▶ _Brief_: Identify every line in the saved data entries below that contains the word "weathered", and copy each such line in full.

(Stored data entries)
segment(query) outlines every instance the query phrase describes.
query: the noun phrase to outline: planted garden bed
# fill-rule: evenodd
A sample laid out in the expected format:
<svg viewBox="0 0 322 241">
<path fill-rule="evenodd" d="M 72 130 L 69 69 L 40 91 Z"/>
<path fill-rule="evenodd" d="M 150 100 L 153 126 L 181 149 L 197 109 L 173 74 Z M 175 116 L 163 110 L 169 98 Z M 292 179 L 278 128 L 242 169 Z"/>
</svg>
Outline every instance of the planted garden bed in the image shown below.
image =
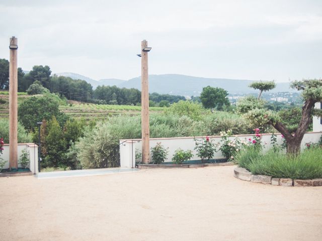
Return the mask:
<svg viewBox="0 0 322 241">
<path fill-rule="evenodd" d="M 13 177 L 19 176 L 29 176 L 32 175 L 32 172 L 29 168 L 12 168 L 2 169 L 0 172 L 1 177 Z"/>
<path fill-rule="evenodd" d="M 176 164 L 173 162 L 168 162 L 160 164 L 138 163 L 136 166 L 139 169 L 147 169 L 152 168 L 196 168 L 231 165 L 234 165 L 232 162 L 228 162 L 226 159 L 220 159 L 206 160 L 203 163 L 201 160 L 194 160 L 185 161 L 181 164 Z"/>
</svg>

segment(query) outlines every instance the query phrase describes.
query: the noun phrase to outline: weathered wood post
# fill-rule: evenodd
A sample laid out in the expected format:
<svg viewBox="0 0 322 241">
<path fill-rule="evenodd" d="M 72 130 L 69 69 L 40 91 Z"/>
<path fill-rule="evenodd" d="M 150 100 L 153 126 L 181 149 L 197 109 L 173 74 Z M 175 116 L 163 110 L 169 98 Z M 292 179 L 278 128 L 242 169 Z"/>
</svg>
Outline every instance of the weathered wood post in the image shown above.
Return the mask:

▶ _Output_:
query: the noun phrase to outline: weathered wood post
Outline every instance of the weathered wood post in the image shown above.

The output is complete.